Stored items:

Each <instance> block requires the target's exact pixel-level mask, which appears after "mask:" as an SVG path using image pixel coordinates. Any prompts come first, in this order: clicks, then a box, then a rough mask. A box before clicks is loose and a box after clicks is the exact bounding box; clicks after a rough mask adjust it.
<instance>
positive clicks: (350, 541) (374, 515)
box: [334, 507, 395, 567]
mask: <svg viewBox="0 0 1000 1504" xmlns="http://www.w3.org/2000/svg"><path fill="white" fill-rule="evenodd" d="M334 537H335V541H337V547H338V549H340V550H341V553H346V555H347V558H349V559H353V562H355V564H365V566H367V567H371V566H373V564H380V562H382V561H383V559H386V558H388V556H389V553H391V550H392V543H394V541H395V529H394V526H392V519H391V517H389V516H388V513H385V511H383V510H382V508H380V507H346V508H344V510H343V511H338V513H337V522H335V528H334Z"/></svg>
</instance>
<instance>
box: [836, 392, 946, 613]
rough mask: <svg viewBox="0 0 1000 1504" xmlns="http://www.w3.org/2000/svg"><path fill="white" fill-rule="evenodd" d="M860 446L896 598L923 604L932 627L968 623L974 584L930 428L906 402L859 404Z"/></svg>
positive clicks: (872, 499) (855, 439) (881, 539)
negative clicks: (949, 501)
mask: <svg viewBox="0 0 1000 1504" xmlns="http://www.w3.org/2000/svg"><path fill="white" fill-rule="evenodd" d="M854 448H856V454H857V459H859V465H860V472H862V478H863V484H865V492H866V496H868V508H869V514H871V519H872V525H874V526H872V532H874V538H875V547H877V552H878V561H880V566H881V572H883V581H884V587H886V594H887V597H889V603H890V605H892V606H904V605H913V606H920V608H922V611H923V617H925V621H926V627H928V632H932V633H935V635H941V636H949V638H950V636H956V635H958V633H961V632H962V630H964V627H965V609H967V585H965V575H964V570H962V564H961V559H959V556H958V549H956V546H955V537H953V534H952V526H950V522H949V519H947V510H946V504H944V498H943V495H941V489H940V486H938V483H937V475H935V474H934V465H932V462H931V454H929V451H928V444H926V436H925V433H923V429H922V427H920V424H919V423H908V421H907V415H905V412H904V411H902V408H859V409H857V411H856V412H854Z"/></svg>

Work instructions:
Once you have checked the entries above, say how many lines include the word "positive", and nothing beyond the number.

Solution to this task:
2